● **What needs to be done**
Please reproduce, word for word, the stretch of lines from the one containing "form x=230, y=75." through the one containing "x=136, y=92", including both of those lines.

Dataset rows:
-- Begin --
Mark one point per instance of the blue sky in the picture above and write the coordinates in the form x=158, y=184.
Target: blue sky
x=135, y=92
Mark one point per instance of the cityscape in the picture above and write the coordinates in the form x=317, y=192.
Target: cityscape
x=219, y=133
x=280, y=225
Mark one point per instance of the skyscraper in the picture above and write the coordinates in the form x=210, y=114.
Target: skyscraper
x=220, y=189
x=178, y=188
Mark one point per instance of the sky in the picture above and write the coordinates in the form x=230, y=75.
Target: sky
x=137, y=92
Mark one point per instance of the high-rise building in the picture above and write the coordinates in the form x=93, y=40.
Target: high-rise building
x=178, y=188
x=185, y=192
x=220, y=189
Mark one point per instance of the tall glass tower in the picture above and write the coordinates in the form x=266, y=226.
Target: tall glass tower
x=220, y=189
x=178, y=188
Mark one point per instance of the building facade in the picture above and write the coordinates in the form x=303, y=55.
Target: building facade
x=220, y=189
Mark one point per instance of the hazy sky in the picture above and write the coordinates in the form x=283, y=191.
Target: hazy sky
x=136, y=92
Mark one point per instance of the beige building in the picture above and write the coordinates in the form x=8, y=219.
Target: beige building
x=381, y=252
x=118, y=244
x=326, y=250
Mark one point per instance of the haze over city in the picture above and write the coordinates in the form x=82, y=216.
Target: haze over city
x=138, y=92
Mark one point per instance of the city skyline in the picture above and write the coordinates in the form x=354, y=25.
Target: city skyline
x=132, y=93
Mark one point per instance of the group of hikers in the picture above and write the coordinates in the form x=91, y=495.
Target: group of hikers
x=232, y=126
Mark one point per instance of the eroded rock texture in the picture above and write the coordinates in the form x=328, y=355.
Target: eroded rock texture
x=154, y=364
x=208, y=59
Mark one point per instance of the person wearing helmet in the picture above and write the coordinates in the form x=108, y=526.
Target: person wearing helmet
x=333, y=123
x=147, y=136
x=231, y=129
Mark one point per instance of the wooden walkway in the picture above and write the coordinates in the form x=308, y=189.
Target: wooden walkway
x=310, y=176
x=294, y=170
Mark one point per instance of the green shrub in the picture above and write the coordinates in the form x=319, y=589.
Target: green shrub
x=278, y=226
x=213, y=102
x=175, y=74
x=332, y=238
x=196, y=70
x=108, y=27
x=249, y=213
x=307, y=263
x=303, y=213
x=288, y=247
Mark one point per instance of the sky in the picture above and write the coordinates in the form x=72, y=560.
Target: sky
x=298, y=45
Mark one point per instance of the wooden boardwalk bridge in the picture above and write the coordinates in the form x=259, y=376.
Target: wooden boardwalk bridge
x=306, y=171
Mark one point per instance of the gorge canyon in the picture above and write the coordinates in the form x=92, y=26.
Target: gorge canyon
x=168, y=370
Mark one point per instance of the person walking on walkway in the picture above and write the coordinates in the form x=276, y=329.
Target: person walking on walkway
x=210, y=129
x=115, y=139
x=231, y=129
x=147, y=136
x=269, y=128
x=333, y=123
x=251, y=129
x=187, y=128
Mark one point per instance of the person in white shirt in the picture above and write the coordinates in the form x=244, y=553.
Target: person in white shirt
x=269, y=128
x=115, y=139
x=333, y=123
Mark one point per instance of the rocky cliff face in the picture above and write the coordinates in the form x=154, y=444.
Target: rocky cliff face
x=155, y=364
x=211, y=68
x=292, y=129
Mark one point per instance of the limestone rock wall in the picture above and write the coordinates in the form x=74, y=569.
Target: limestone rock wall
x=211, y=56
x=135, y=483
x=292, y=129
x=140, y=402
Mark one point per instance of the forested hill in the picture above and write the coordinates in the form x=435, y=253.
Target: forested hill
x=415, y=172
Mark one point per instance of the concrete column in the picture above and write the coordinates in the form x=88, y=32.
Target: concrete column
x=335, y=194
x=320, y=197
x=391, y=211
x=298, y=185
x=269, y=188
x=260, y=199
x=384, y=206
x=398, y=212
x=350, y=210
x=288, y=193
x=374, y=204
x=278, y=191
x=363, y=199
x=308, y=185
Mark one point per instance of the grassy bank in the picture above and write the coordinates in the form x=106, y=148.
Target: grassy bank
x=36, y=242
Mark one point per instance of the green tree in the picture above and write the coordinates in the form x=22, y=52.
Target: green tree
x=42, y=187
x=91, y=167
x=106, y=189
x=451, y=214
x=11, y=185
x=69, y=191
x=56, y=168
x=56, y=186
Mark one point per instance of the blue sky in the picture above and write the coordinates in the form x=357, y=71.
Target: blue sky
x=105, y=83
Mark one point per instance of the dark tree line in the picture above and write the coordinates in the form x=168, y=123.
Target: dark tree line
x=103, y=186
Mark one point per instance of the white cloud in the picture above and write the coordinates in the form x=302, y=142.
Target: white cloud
-- End --
● **Exercise answer**
Mark one point per instance of the sky in the picture above and write the coordinates in the form x=230, y=75.
Target: sky
x=137, y=92
Mark one point per instance of the high-rise building in the picture above and write the coordinates in the form x=93, y=40.
Target: high-rise building
x=178, y=188
x=185, y=192
x=220, y=189
Mark one point per instance of the tall glass tower in the picture above and write the coordinates in the form x=266, y=226.
Target: tall glass tower
x=220, y=189
x=178, y=188
Mark one point per instance of the building facade in the picture above and write the coordinates in the form x=303, y=55.
Target: building facade
x=220, y=189
Mark one point per instance of the hazy sky in the picture above and write the coordinates in the form x=283, y=191.
Target: hazy sky
x=136, y=92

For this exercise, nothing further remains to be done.